**Task statement**
All of the data should be output character for character, except the pictures.

++++++++

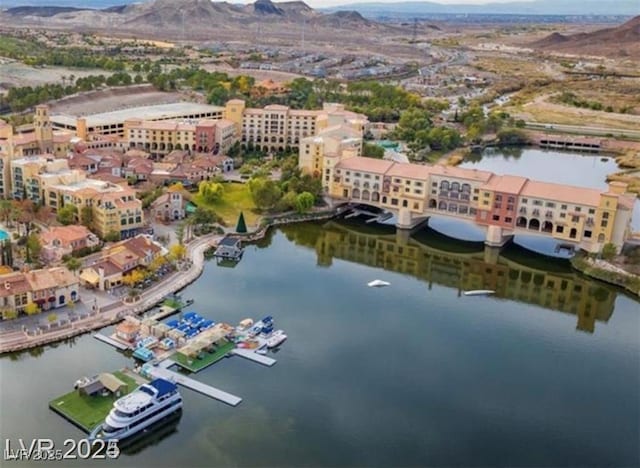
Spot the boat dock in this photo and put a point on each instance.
(208, 390)
(253, 356)
(111, 341)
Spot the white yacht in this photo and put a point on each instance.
(144, 406)
(276, 339)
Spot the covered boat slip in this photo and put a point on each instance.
(208, 390)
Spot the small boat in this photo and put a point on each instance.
(276, 339)
(478, 292)
(378, 284)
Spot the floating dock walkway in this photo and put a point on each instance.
(253, 356)
(208, 390)
(111, 341)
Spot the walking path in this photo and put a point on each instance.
(14, 338)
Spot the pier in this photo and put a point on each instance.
(111, 341)
(253, 356)
(207, 390)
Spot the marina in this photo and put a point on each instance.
(190, 342)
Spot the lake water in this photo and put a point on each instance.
(545, 373)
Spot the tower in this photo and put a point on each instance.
(42, 126)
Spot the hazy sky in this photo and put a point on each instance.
(327, 3)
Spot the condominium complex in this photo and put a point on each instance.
(501, 204)
(48, 289)
(112, 123)
(276, 127)
(50, 182)
(162, 137)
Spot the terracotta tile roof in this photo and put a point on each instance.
(461, 173)
(13, 283)
(65, 234)
(40, 279)
(63, 276)
(376, 166)
(410, 171)
(561, 193)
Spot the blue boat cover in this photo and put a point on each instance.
(163, 386)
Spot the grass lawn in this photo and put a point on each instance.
(89, 411)
(194, 365)
(236, 198)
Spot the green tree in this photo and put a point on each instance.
(241, 227)
(210, 192)
(609, 251)
(33, 247)
(304, 202)
(9, 314)
(264, 192)
(31, 308)
(73, 264)
(86, 216)
(112, 236)
(67, 214)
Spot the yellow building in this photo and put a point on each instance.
(276, 128)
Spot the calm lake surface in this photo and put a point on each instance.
(545, 373)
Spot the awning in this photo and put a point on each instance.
(90, 276)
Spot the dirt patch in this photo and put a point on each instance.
(106, 100)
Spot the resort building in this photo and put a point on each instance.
(276, 128)
(59, 241)
(50, 182)
(170, 206)
(108, 271)
(87, 127)
(162, 137)
(48, 289)
(502, 205)
(36, 138)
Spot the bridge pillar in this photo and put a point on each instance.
(405, 219)
(402, 236)
(496, 237)
(491, 254)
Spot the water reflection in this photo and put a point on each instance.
(514, 273)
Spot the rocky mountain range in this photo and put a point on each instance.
(191, 19)
(620, 41)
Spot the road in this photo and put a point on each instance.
(580, 130)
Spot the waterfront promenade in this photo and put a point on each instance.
(14, 338)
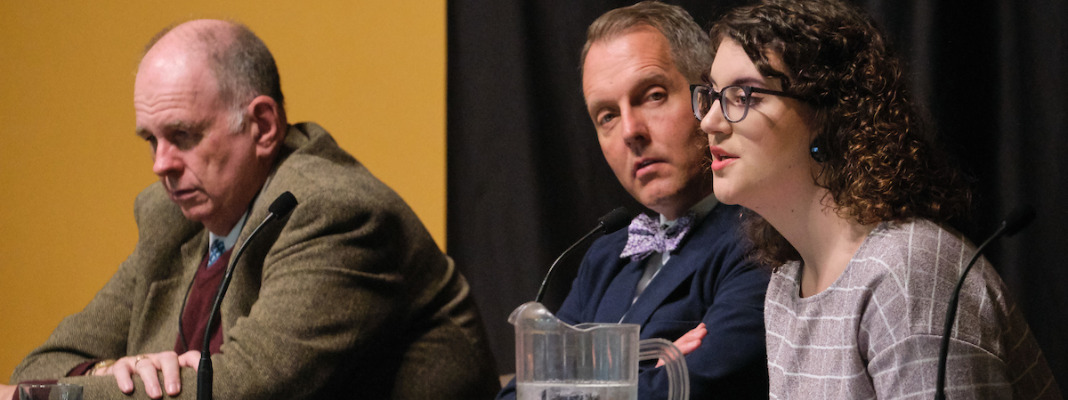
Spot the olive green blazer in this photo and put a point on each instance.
(348, 298)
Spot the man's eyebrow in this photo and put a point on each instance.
(177, 125)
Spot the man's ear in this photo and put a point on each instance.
(266, 125)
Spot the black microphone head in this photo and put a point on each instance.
(615, 220)
(283, 205)
(1019, 219)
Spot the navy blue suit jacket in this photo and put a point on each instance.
(707, 280)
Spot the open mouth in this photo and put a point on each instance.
(721, 159)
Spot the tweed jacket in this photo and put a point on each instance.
(348, 298)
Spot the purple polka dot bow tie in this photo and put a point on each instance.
(646, 236)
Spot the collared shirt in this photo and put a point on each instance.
(231, 238)
(655, 261)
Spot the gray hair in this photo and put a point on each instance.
(690, 46)
(242, 66)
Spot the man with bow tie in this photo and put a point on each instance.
(687, 266)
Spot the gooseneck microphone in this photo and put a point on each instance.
(1016, 221)
(280, 208)
(611, 222)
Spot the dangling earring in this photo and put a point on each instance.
(817, 152)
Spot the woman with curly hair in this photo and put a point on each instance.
(812, 129)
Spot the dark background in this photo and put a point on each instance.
(527, 176)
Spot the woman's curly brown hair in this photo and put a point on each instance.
(879, 165)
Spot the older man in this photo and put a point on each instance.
(687, 266)
(348, 297)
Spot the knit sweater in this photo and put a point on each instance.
(876, 332)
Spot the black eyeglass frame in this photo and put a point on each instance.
(713, 95)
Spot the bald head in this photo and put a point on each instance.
(238, 60)
(208, 102)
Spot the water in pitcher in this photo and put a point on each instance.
(564, 390)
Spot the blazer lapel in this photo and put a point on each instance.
(681, 266)
(673, 274)
(619, 292)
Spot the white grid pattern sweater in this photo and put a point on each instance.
(876, 332)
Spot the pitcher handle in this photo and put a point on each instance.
(678, 376)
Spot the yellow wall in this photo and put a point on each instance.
(372, 72)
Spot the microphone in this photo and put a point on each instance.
(1016, 221)
(611, 222)
(279, 208)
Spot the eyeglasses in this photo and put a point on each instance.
(734, 100)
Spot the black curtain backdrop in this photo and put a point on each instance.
(527, 176)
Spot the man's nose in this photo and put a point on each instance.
(635, 131)
(166, 160)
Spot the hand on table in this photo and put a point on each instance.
(689, 341)
(145, 366)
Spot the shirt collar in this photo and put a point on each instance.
(230, 239)
(700, 210)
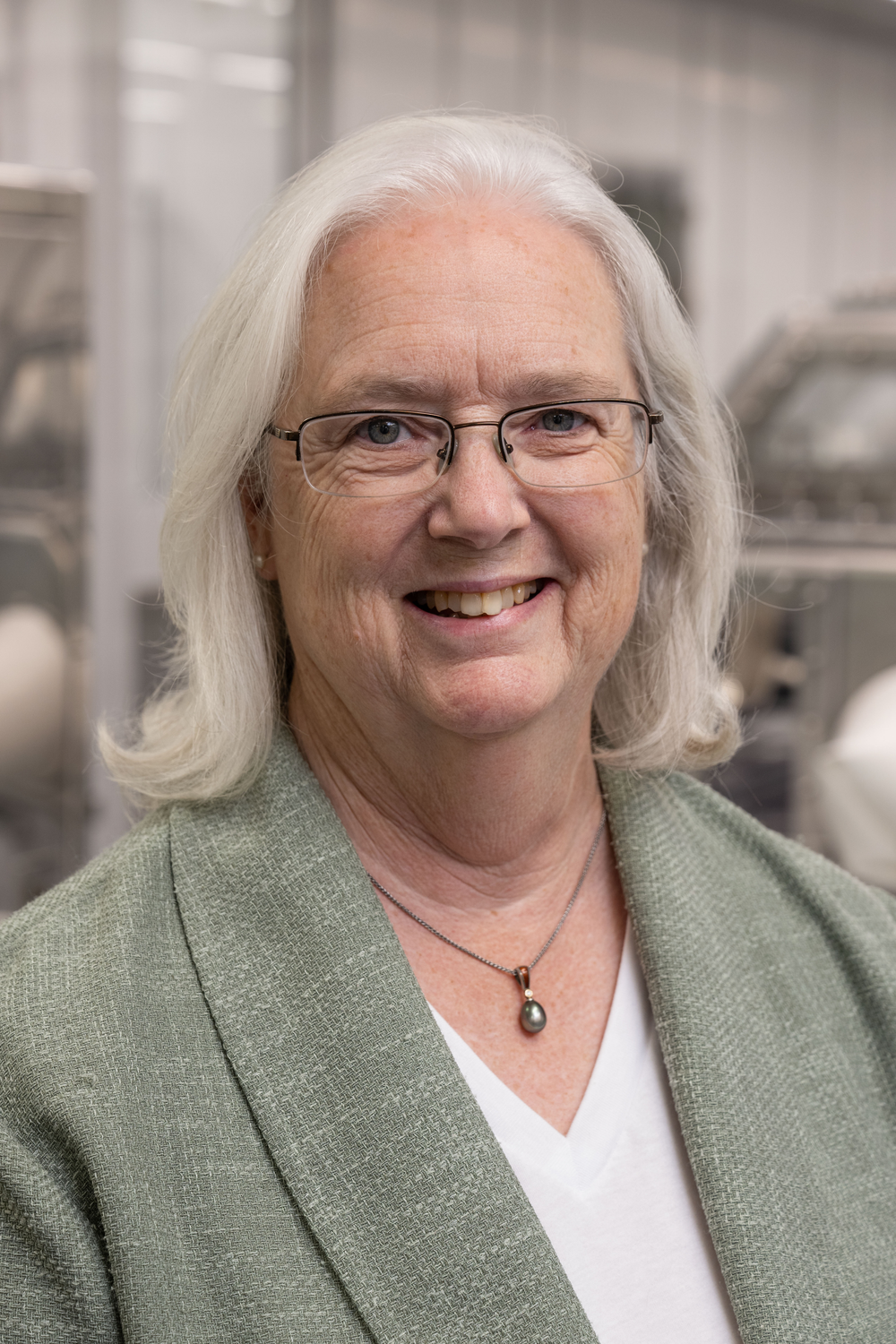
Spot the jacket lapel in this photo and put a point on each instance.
(360, 1102)
(771, 980)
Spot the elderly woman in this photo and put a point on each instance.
(427, 1004)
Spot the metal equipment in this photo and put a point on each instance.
(43, 394)
(817, 408)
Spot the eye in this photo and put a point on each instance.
(382, 430)
(559, 419)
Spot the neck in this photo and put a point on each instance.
(454, 820)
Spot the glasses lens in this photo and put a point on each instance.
(578, 444)
(374, 453)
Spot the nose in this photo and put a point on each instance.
(479, 500)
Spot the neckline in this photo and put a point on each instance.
(576, 1159)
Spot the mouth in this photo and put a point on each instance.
(469, 607)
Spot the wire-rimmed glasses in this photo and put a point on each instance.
(559, 445)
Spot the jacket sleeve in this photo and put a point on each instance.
(54, 1279)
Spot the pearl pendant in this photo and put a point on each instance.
(532, 1015)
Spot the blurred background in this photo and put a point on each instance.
(754, 142)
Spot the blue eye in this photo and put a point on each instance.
(559, 421)
(383, 430)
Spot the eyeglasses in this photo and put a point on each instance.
(559, 445)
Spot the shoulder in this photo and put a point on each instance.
(74, 965)
(72, 922)
(685, 846)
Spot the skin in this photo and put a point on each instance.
(457, 753)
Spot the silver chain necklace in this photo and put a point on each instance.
(532, 1015)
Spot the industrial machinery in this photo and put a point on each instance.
(817, 408)
(43, 392)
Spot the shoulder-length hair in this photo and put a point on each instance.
(209, 728)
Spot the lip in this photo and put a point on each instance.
(463, 628)
(490, 585)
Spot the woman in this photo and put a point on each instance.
(351, 1039)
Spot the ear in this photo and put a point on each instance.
(260, 532)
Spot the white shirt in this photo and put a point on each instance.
(616, 1195)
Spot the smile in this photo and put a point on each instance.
(470, 605)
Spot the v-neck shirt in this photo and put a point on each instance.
(616, 1195)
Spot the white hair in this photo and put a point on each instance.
(209, 728)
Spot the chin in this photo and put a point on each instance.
(487, 706)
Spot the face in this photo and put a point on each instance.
(465, 314)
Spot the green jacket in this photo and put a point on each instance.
(228, 1115)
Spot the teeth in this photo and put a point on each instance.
(479, 604)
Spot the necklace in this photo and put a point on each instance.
(532, 1015)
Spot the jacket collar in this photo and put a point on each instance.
(360, 1102)
(764, 969)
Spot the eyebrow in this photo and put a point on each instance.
(427, 394)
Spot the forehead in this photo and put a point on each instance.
(473, 303)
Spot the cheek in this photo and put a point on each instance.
(606, 554)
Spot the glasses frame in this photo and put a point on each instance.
(446, 454)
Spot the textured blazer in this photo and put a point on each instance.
(228, 1115)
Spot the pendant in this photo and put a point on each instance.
(532, 1015)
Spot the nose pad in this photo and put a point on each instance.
(498, 448)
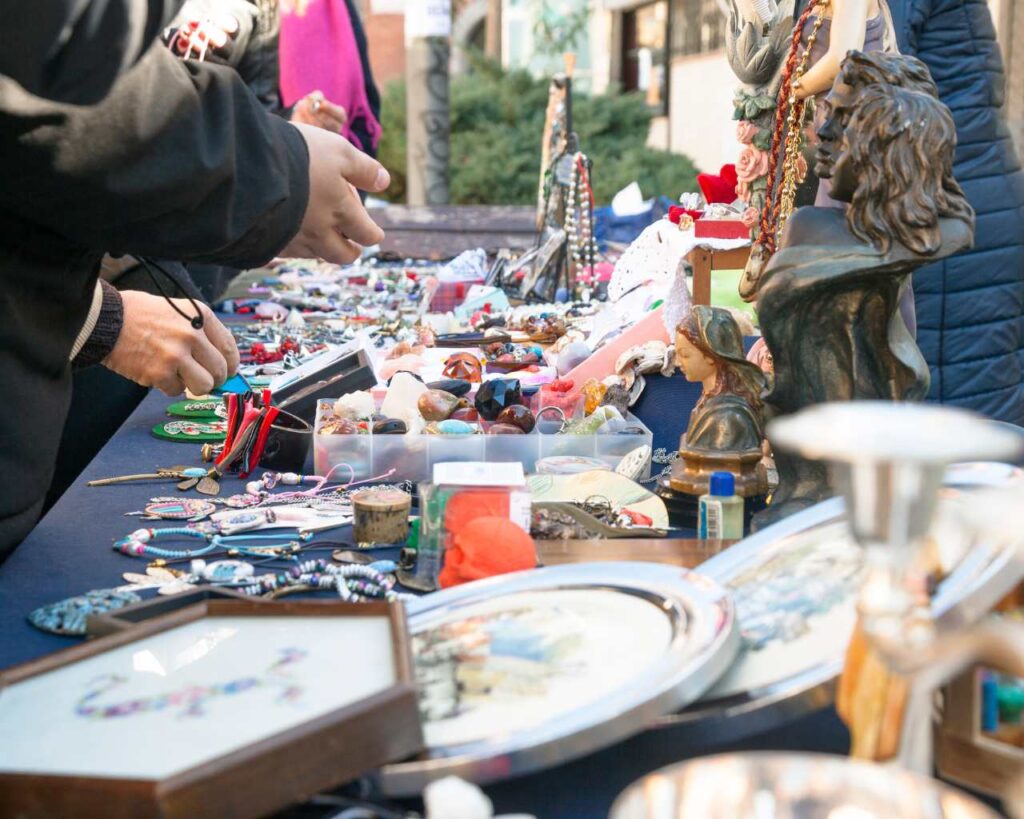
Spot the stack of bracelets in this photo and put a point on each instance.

++++++++

**Result of this task**
Spot the boat dock in this photo and put a point on each instance.
(208, 390)
(253, 356)
(111, 341)
Spot the white yacht in this photo and put a point on each instance.
(144, 406)
(276, 339)
Spot the covered boat slip in this photo and put a point on each instance.
(208, 390)
Spot the small boat in this photo and put a point on each instance.
(276, 339)
(478, 292)
(378, 284)
Spot the floating dock walkway in this photo and put a point on each instance.
(253, 356)
(208, 390)
(111, 341)
Spot the walking path in this photo and put a point on each instance.
(14, 338)
Spot the pier in this photo and put a point on each instance.
(111, 341)
(253, 356)
(207, 390)
Spot the marina in this photo and put a point on each instance.
(190, 342)
Spot the lake water in this photo and put a point on each instance.
(545, 373)
Spot the tower in this photo and put a point on each instance.
(42, 126)
Spot the hazy sky in this photo and put a point on each instance.
(327, 3)
Spot the condominium complex in this photo and put a point on each instance.
(501, 204)
(48, 289)
(112, 123)
(276, 127)
(50, 182)
(162, 137)
Spot the terracotta tile roof in this photo and put a point on each instance.
(461, 173)
(13, 283)
(65, 234)
(40, 279)
(63, 276)
(376, 166)
(410, 171)
(561, 193)
Spot the blue boat cover in this photo and put a point on each instance.
(163, 386)
Spot the grass lawn in this photo and put a point on each instance.
(89, 411)
(194, 365)
(236, 198)
Spot the green tree in this photo and put a point on each instance.
(241, 227)
(210, 192)
(609, 251)
(33, 247)
(304, 202)
(9, 314)
(264, 192)
(31, 308)
(73, 264)
(86, 216)
(112, 236)
(67, 214)
Spot the yellow building in this photo and put a point on each instance.
(276, 128)
Spot the calm lake surface in this photo and put a point on each instance.
(545, 373)
Spot the awning in this photo and put a point on each instance.
(90, 276)
Spot the dirt patch in this photo and put a point on each instance.
(106, 100)
Spot the resort building in this photo and put a point on each instance.
(276, 128)
(59, 241)
(50, 182)
(170, 206)
(108, 271)
(87, 127)
(162, 137)
(48, 289)
(502, 205)
(36, 138)
Spot the bridge pillar in this photo and put a point on each instance.
(405, 219)
(402, 236)
(496, 237)
(491, 254)
Spot the water reflection in this photo and put a point on each instance.
(514, 273)
Spot the rocky mountain range in this photo and put a point on each instance.
(191, 19)
(620, 41)
Spot the road in this photo and put a point on each instance.
(580, 130)
Spot the waterfront promenade in this photo and put a point on each instance.
(14, 338)
Spot the olive green blazer in this photo and put a point on each instance.
(348, 298)
Spot the man's eyebrow in this photo and put a point on each instance.
(177, 125)
Spot the man's ear in this photo and put a point on each instance.
(266, 125)
Spot the black microphone head in this photo and put a point on each instance.
(615, 220)
(283, 205)
(1019, 219)
Spot the navy blue suit jacket in this photo and put a point on each instance.
(707, 280)
Spot the open mouth in this photo and put a point on each instance.
(721, 159)
Spot the tweed jacket in this photo and put a point on each instance.
(348, 298)
Spot the purple polka dot bow tie in this photo and put a point on each instance.
(646, 236)
Spot the collared shirt in this photo and put a point on each instance.
(231, 238)
(655, 261)
Spot the gray hair in this photo and put a point on each instance.
(690, 46)
(242, 66)
Spot the man with bow tie in this photo and put a point on each instance.
(687, 266)
Spot the gooseneck microphone in this photo and put a point on each instance.
(1016, 221)
(280, 208)
(611, 222)
Spot the dangling earring in this photo and put a point on each instance.
(817, 152)
Spot the woman with curly hair in this photo and put a point on each instance.
(812, 129)
Spot the dark background in this photo and put a point on each instance.
(527, 176)
Spot the woman's curly brown hair in this photo and put a point on each instance.
(879, 165)
Spot the older man in this photo and put a point on each instance.
(687, 266)
(348, 297)
Spot the knit sweater in this photo and put a point on each instance.
(876, 332)
Spot the black eyeglass frame in this photo and put a point on each instance.
(713, 95)
Spot the bald head in this photo and put a point on each instance.
(238, 60)
(208, 102)
Spot the water in pitcher in this photo and put a point on each instance.
(564, 390)
Spot the blazer lapel in this photo and put a point on each instance.
(681, 266)
(673, 274)
(619, 292)
Spot the white grid pattern sweater in this photo and put a point on each instance.
(876, 332)
Spot the pitcher handle in this photo and put a point on each instance.
(678, 376)
Spot the yellow wall in this photo and put a point on each instance.
(372, 72)
Spot the microphone in this photo and put a point on each instance.
(1016, 221)
(611, 222)
(279, 208)
Spot the eyeglasses in this photo and put a point on each instance.
(734, 100)
Spot the black curtain backdrop in this photo and put a point on each instance.
(527, 176)
Spot the man's nose in this photo and put a point on each instance.
(635, 131)
(166, 160)
Spot the hand on table in this photo and put a point on each instance.
(689, 341)
(145, 366)
Spot the shirt collar in this photo and put a point on each instance.
(230, 239)
(700, 210)
Spot the jacket lapel in this photo and put a point on each instance.
(360, 1102)
(771, 980)
Spot the elderly woman in this photo and put a point on each instance.
(427, 1004)
Spot the metal equipment in this photo and put a point on each instance.
(43, 394)
(817, 408)
Spot the eye in this photo and put a point on each instance.
(382, 430)
(559, 419)
Spot the neck in this photo and put a point on each instance.
(454, 820)
Spot the glasses lens in this photo and put a point on each instance.
(578, 444)
(374, 453)
Spot the nose in this photo and put a point on each instance.
(479, 500)
Spot the neckline in this photo and put a point on each instance.
(576, 1159)
Spot the mouth in this photo and put a point on each instance.
(469, 607)
Spot the wire-rimmed glasses in this photo and put a point on each instance.
(559, 445)
Spot the jacket sleeve in this photo and put a point on each instance.
(54, 1279)
Spot the pearl pendant in this photo and put a point on each instance.
(532, 1015)
Spot the blurred background in this photo and put a point on each instance.
(754, 142)
Spot the blue eye in this photo and put a point on each instance.
(559, 421)
(383, 430)
Spot the eyeglasses in this photo and put a point on each instance.
(559, 445)
Spot the shoulder in this photo and put a point on each instance.
(74, 965)
(72, 922)
(685, 846)
Spot the skin in this photo and put a point on each instance.
(457, 753)
Spot the silver chain necklace in this photo and put a point on each instance.
(532, 1015)
Spot the industrial machinery in this photo and put a point on each instance.
(817, 408)
(43, 392)
Spot the shoulder-length hair in this photo and put a point on each instance.
(209, 728)
Spot the lip in this photo and put a point on each instance.
(463, 628)
(490, 585)
Spot the woman in this photo and put a point on each instance.
(351, 1039)
Spot the ear in this photo and put a point on each instance.
(260, 532)
Spot the white shirt in this photo and put a point on each instance.
(616, 1195)
Spot the smile in this photo and put a point on each instance.
(470, 605)
Spot the v-neck shirt in this photo and put a point on each instance.
(616, 1195)
Spot the white hair in this photo and put a point on each instance.
(209, 728)
Spot the chin in this photo and put a point on each instance.
(487, 706)
Spot the face in this photo and put a point on each instance.
(465, 314)
Spot the green jacket in this photo and put a point on each instance.
(228, 1115)
Spot the teeth in this photo and put a point on each instance.
(479, 604)
Spot the necklace in this photo and put a point on each instance.
(532, 1015)
Spot the jacket collar in this photo and put a point on each instance.
(360, 1102)
(764, 969)
Spot the eyebrow in this photo and put a point on each instance.
(427, 394)
Spot the forehead in this photo and put a point on each instance.
(473, 303)
Spot the cheek in this photo and put a point on each instance.
(606, 554)
Spot the glasses frame in this photo and put a point on each instance.
(446, 454)
Spot the textured blazer in this photo and put a point on each instance.
(228, 1115)
Spot the pendant in this photo and put a point on each instance.
(532, 1015)
Spot the nose pad in this photo and put a point on each instance.
(498, 448)
Spot the stack of bracelets in this photo and put a point on each instance.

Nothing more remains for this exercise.